* Objective
Rewrite all the items below, changing "one pin per instance" to "one point per object" wherever it occurs and keeping everything else the same. Leave the pictures out of your answer.

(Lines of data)
****

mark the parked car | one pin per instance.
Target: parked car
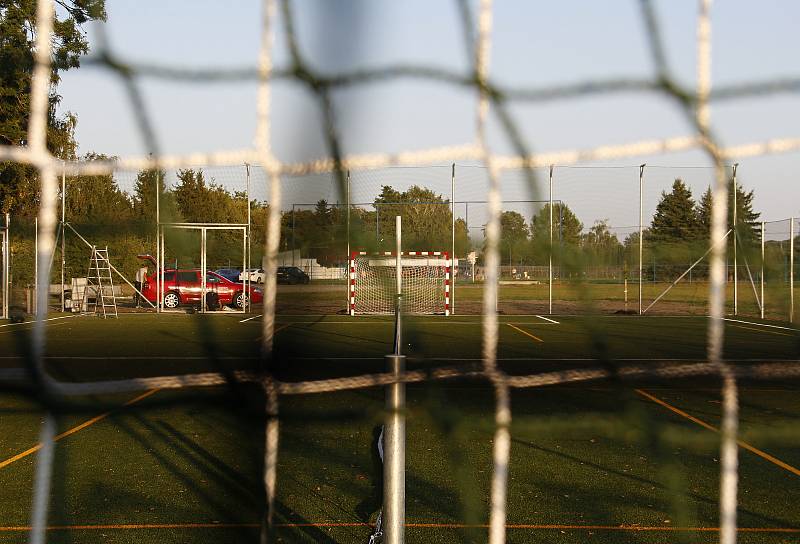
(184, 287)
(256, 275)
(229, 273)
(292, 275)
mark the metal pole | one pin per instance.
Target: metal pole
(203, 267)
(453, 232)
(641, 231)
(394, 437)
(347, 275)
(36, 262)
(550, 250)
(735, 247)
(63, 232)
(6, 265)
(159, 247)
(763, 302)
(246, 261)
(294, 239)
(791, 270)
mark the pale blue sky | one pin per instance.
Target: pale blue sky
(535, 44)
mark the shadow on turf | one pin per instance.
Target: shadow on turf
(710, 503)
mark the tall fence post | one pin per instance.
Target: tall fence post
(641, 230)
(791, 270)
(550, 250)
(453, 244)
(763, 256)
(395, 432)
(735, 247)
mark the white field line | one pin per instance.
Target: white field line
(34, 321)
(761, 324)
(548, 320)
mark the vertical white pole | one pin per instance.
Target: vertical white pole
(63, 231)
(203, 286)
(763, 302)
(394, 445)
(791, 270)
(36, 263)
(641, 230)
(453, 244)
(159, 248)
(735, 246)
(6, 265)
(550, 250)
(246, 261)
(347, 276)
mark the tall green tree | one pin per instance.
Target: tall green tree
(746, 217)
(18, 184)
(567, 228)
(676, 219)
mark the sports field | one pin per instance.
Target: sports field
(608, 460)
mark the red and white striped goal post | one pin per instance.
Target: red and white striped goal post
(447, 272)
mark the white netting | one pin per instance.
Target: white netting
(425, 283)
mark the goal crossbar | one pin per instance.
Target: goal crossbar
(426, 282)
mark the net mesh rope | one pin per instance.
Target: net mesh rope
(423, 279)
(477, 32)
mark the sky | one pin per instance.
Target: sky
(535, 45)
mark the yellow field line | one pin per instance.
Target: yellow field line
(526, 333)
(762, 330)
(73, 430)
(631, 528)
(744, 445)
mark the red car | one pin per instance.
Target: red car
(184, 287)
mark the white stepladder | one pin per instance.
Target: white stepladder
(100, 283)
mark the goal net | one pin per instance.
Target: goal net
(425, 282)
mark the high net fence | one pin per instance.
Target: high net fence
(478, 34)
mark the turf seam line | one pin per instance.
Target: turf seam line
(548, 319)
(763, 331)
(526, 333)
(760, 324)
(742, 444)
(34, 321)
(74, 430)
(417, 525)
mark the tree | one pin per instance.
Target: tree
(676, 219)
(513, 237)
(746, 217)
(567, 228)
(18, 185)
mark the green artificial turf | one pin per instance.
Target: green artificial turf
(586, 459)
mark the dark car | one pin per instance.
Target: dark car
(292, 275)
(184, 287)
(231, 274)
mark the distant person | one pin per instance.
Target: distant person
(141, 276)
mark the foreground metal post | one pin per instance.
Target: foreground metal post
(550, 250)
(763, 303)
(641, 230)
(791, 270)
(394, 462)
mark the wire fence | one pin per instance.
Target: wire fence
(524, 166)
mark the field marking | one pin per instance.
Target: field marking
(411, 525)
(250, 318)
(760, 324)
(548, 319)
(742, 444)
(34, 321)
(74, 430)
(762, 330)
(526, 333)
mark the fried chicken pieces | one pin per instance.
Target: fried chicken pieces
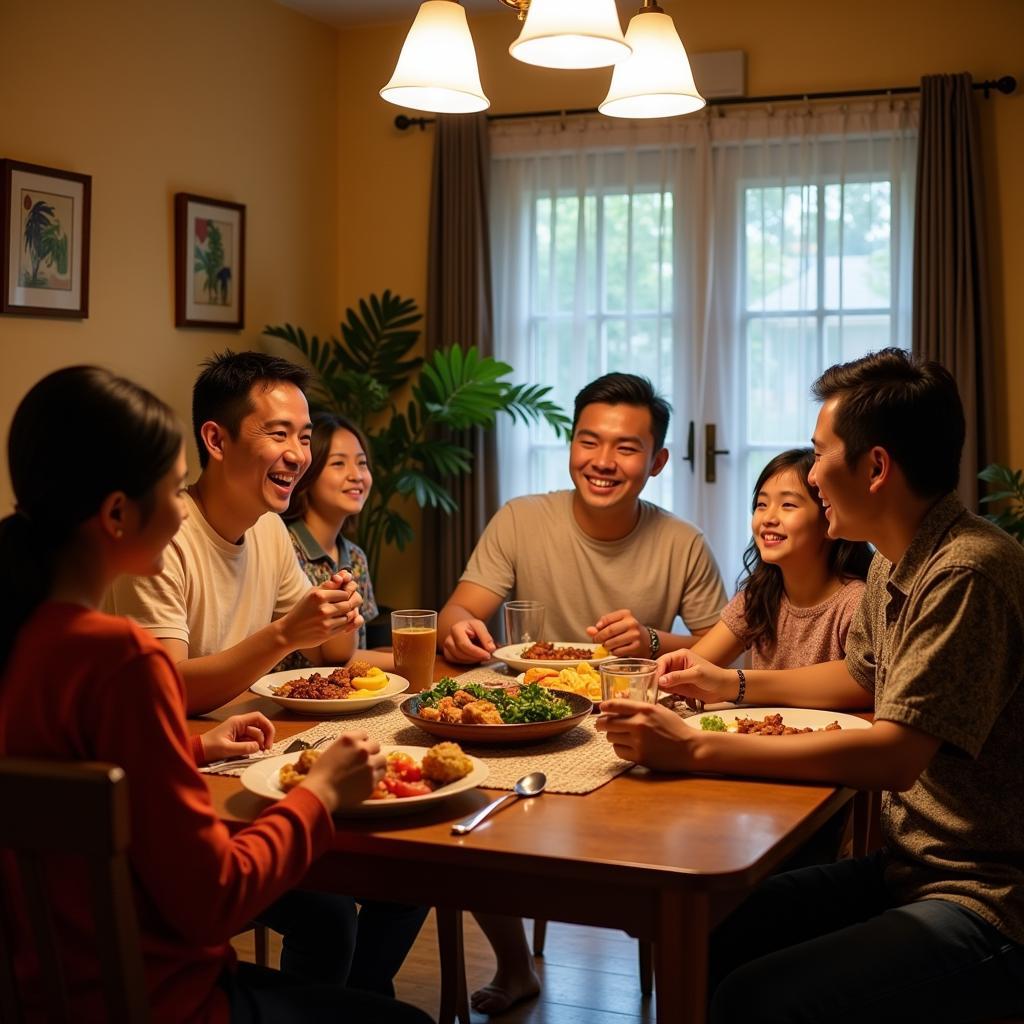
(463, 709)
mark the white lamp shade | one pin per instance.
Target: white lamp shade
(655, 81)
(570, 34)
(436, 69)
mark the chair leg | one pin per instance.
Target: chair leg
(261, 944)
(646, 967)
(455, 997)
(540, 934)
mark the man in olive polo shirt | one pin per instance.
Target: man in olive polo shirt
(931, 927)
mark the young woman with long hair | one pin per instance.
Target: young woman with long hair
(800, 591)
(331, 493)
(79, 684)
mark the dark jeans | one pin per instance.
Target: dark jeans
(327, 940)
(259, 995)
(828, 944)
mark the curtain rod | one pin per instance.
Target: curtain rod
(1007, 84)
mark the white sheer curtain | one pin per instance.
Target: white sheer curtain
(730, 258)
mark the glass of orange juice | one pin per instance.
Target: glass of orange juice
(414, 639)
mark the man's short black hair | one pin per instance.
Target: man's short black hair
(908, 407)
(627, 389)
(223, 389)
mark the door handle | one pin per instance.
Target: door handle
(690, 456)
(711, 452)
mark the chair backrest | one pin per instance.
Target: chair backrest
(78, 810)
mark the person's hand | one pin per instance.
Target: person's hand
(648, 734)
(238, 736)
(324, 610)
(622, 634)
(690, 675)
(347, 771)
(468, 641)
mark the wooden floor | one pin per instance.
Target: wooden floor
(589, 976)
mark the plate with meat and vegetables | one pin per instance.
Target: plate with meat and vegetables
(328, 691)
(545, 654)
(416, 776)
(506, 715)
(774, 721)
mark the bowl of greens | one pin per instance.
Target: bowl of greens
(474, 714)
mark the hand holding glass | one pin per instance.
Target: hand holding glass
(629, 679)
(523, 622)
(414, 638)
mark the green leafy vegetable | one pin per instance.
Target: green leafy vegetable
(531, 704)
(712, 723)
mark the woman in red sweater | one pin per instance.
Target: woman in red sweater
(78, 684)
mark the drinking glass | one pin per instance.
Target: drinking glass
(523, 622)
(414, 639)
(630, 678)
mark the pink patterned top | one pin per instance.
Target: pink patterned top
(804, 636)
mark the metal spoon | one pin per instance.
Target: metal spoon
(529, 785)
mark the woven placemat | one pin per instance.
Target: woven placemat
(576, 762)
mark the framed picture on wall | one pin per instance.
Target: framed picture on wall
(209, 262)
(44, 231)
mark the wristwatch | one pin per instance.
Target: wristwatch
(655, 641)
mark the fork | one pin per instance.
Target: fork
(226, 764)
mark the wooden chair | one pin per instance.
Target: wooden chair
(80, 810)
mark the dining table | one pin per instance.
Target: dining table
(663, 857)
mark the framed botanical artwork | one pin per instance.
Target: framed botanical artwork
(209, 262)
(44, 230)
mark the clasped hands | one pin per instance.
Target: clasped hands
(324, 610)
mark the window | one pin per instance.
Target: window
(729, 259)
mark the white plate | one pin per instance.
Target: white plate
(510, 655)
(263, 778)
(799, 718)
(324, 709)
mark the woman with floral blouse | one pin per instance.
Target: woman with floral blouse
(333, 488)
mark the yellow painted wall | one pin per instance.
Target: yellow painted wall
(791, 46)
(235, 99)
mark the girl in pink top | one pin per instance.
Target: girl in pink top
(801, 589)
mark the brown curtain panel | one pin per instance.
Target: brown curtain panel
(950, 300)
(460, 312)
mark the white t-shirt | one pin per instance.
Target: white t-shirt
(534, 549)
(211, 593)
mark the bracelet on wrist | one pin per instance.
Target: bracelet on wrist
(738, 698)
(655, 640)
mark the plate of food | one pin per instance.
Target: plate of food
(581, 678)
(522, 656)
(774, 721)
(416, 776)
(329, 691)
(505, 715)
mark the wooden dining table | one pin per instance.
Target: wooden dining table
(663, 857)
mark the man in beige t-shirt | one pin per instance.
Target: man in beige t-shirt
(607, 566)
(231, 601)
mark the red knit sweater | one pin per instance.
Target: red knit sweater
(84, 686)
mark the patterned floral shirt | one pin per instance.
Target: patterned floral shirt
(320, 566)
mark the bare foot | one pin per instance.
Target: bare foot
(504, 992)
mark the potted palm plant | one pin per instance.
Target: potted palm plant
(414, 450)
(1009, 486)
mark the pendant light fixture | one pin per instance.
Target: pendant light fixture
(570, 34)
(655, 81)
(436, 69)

****

* Task response
mark the parked car | one point per object.
Target: parked car
(184, 287)
(256, 275)
(229, 273)
(292, 275)
mark the metal pole | one point per object.
Target: metal pole
(203, 267)
(453, 232)
(641, 231)
(394, 437)
(347, 275)
(36, 262)
(550, 250)
(735, 247)
(63, 232)
(6, 265)
(159, 247)
(763, 302)
(246, 261)
(294, 239)
(791, 270)
mark the pale blue sky | one point per object.
Target: pale blue sky
(535, 44)
mark the shadow on turf | one point per object.
Target: shadow on turf
(710, 503)
mark the tall fence post | one point per object.
Target: tall fence post
(641, 230)
(791, 270)
(550, 250)
(453, 244)
(763, 256)
(395, 432)
(735, 247)
mark the white field line | one point per object.
Target: white field line
(34, 321)
(761, 324)
(548, 320)
mark the vertical white pole | one point per object.
Target: vertical white pole
(63, 231)
(203, 286)
(763, 302)
(394, 445)
(791, 270)
(36, 263)
(641, 230)
(453, 244)
(159, 248)
(735, 246)
(6, 265)
(550, 250)
(246, 261)
(347, 276)
mark the tall green tree | one point per object.
Target: tall green tree
(746, 217)
(18, 184)
(567, 228)
(676, 219)
mark the sports field | one point per object.
Target: sports field
(608, 460)
mark the red and white striped goal post | one point per object.
Target: red and white striped goal post
(447, 272)
mark the white netting | one point per object.
Target: white netting
(425, 283)
mark the goal crossbar | one point per object.
Target: goal crossbar
(426, 282)
mark the net mesh rope | one point per object.
Target: net mesh rope
(423, 279)
(477, 32)
mark the sky | one point per object.
Target: sky
(535, 45)
mark the yellow field line | one point per object.
Target: yellow field line
(526, 333)
(762, 330)
(73, 430)
(631, 528)
(744, 445)
mark the red car | one point per object.
Target: red car
(184, 287)
mark the white stepladder | one point per object.
Target: white stepladder
(100, 283)
mark the goal net | one point per object.
Target: goal net
(425, 282)
mark the high net fence | one point per object.
Target: high net fence
(478, 34)
mark the turf seam line | one point per object.
Target: turf seam line
(548, 319)
(763, 331)
(526, 333)
(760, 324)
(742, 444)
(34, 321)
(74, 430)
(417, 525)
mark the tree | one point per object.
Target: tree
(676, 219)
(513, 237)
(746, 217)
(567, 228)
(18, 185)
mark the green artificial turf | one point per object.
Target: green artificial turf
(586, 459)
mark the dark car | one point per object.
Target: dark car
(292, 275)
(184, 287)
(231, 274)
mark the distant person | one point per object.
Target: distant person
(141, 276)
mark the foreground metal post | one point per object.
Target: foreground metal post
(550, 250)
(763, 303)
(641, 230)
(791, 270)
(394, 462)
mark the wire fence | one point per object.
Target: wire fence
(524, 166)
mark the field marking | one point per object.
Target: field marking
(411, 525)
(250, 318)
(760, 324)
(548, 319)
(742, 444)
(34, 321)
(74, 430)
(762, 330)
(526, 333)
mark the fried chicken pieces | one point per object.
Target: fried chicken pieces
(463, 709)
mark the white lamp shade | one point per object.
Target: white lamp shade
(655, 81)
(570, 34)
(436, 69)
mark the chair leg | one point per object.
Target: chair leg
(261, 944)
(646, 967)
(455, 997)
(540, 934)
mark the man in olive polo shirt | one point per object.
Target: man in olive polo shirt
(931, 927)
mark the young woman with long hair | one point per object.
Target: young woman with long hair
(800, 591)
(331, 493)
(79, 684)
mark the dark jeans | one point per object.
Target: dark jeans
(327, 940)
(259, 995)
(828, 944)
mark the curtain rod | one point per object.
Target: curtain rod
(1007, 84)
mark the white sheer curtain | one point per object.
Target: white sheer curtain
(730, 258)
mark the glass of orange juice | one point per object.
Target: glass of orange juice
(414, 639)
mark the man's short black hair | one point per object.
Target: man's short black hair
(908, 407)
(627, 389)
(223, 389)
mark the door handle | one point per object.
Target: door handle
(690, 456)
(711, 452)
mark the chair backrest | one point per object.
Target: chair backrest
(78, 810)
mark the person's hand | one point per object.
Target: person's hand
(648, 734)
(238, 736)
(324, 610)
(622, 634)
(690, 675)
(347, 771)
(468, 641)
mark the wooden floor | one point per object.
Target: wooden floor
(589, 976)
mark the plate with meat and vegetables | one point per object.
Target: plate with meat and vegetables
(328, 691)
(545, 654)
(416, 776)
(506, 715)
(774, 721)
mark the bowl of greens | one point per object.
Target: bowl of greens
(474, 714)
mark the hand holding glass | one point per object.
Target: hand holding glass
(629, 679)
(523, 622)
(414, 638)
mark the green leafy vegetable | one point per object.
Target: green leafy vegetable
(531, 704)
(712, 723)
mark the woman in red sweater | one point per object.
Target: woman in red sweater
(78, 684)
mark the drinking glass | one point per object.
Target: drinking glass
(523, 622)
(414, 639)
(630, 678)
mark the pink patterned top | one point per object.
Target: pink patterned top
(804, 636)
mark the metal spoon | one point per object.
Target: metal spoon
(529, 785)
mark the woven placemat | one point per object.
Target: woven placemat
(576, 762)
mark the framed picture on wall | one point per object.
Target: framed picture on wall
(209, 262)
(44, 231)
mark the wristwatch | one point per object.
Target: wristwatch
(655, 641)
mark the fork | one point per object.
Target: fork
(226, 764)
mark the wooden chair | one point per object.
Target: wooden chair
(80, 810)
mark the dining table | one point per object.
Target: dining table
(663, 857)
mark the framed botanical artwork | one point per object.
Target: framed botanical artwork
(209, 262)
(44, 230)
mark the clasped hands | one point per object.
Target: clasped hands
(324, 610)
mark the window | one point per object.
Target: window
(729, 259)
mark the white plate | one point per object.
Target: white plate
(510, 655)
(263, 778)
(799, 718)
(324, 709)
mark the woman with floral blouse | one point per object.
Target: woman with floral blouse
(333, 488)
mark the yellow painted wall | one point per object.
Target: yellow painted wall
(791, 46)
(235, 99)
mark the girl in pink top | one point per object.
Target: girl in pink top
(801, 589)
mark the brown curtain panel | one point per object.
Target: brown curtain panel
(950, 300)
(460, 312)
mark the white t-shirt | one point per object.
Target: white t-shirt
(534, 549)
(211, 593)
mark the bracelet on wrist | one point per object.
Target: bracelet on wrist
(738, 698)
(655, 640)
mark the plate of food | one point per object.
Target: plate of food
(581, 678)
(522, 656)
(774, 721)
(416, 776)
(329, 691)
(505, 715)
mark the wooden dining table | one point per object.
Target: wooden dining table
(663, 857)
mark the man in beige t-shirt | one point per object.
Target: man in beige t-shirt
(607, 566)
(231, 601)
mark the red knit sweater | one point per object.
Target: red knit sweater
(84, 686)
mark the patterned floral shirt | one point per object.
Target: patterned floral shirt
(320, 566)
mark the bare foot | one point per object.
Target: bare foot
(504, 992)
mark the potted palm plant | one point per object.
Target: potted palm plant
(414, 450)
(1009, 486)
mark the pendant light fixture | one point per object.
Target: pendant light fixture
(570, 34)
(655, 81)
(436, 69)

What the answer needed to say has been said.